• Exercise requirements
1. Copy the Carl Storck passage word for word from "Storck would remain" up to and including "1921 to 1939.".
2. In the Carl Storck passage, on what date did Storck announce that he would resign as league president?

• Page extract
>>>
After his return to Dayton from Chicago, Storck tried his hand at professional football, playing weekends for the St. Marys Cadets before assuming the helm of the venerable Dayton Triangles as player-coach. In this capacity as head of the Triangles, Storck became a founder of the National Football League, representing the club at the September 17, 1920, meeting at Ralph Hay's Hupmobile dealership which formally organized the American Professional Football Association, forerunner of the NFL.

The Triangles would have trouble competing in the increasingly competitive NFL, however, and would be plagued by poor attendance throughout their existence.

Storck would remain head of the Triangles franchise until its sale in 1928 to Bill Dwyer, who moved the team to Brooklyn and renamed them the Brooklyn Dodgers.

===League officer===

Storck served as secretary-treasurer of the National Football League from 1921 to 1939.

Upon the death of Joe Carr, Storck served as president of the NFL during its 1939 and 1940 seasons.

===The NFL restructures===

As the public presence of the NFL grew, it sought to professionalize its apparatus. The ten owners of the NFL came to a decision in 1940 to supplant the role of league president by following the path blazed by Major League Baseball by hiring and empowering a prominent Commissioner. Corinne Griffith, wife of Washington Redskins owner George Preston Marshall, recalled this process in her 1947 memoir: "A big name was desired by all. Draft meetings were postponed, schedules sidetracked, and football players forgotten. The hunt for a big name began. Every living famous name in the United States was suggested, I believe."

Elmer Layden as NFL Commissioner in 1941.

Former Notre Dame great Elmer Layden, an undersized fullback who gained fame as a member of Knute Rockne's legendary "Four Horsemen" backfield of 1924, was decided upon. A lucrative five-year contract was bestowed upon Layden to induce him to leave his comfortable position as head coach and athletic director of Notre Dame.

The restructuring changed the league's leadership, and Carl Storck's position was removed. As a result, Storck later resigned from his role as president. He had given twenty years of his life to the NFL as a league official and had performed his duties capably. He was not the subject of criticism during his tenure as president. Now he was seemingly rendered a veritable minister without portfolio or even function.

Initially, Storck stated that he would remain on the job as league president if the owners defined his duties in a contract. However, on April 4, 1941, he abruptly reversed course and announced that he would be resigning the position "for the best interests of the game".

===Life outside football===

Storck worked full-time as a foreman in the Inspection and Packing Department of the National Cash Register Company. He then worked as assistant manager at Delco.

In 1939, Storck served as president of the Dayton Wings baseball franchise of the Middle Atlantic League.

===Illness and death===

At the time of his resignation, Storck was seriously ill with Neurasthenia. He had been bedridden for seven weeks prior to his resignation and was partially paralyzed on the right side of his body. He retired from Delco in 1942 due to ill health. Storck died on March 13, 1950, at a nursing home in Dayton.
<<<
• Information provided
>>>
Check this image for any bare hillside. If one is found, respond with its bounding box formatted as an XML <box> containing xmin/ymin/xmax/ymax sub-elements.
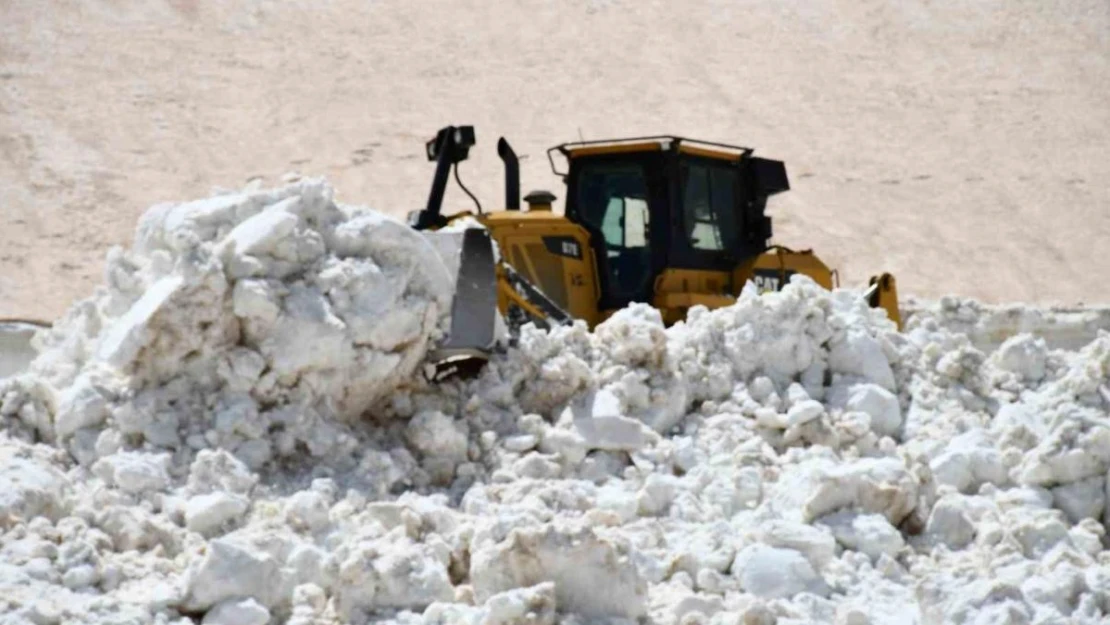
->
<<<
• Expected outputs
1.
Storck would remain head of the Triangles franchise until its sale in 1928 to Bill Dwyer, who moved the team to Brooklyn and renamed them the Brooklyn Dodgers.

===League officer===

Storck served as secretary-treasurer of the National Football League from 1921 to 1939.

2. April 4, 1941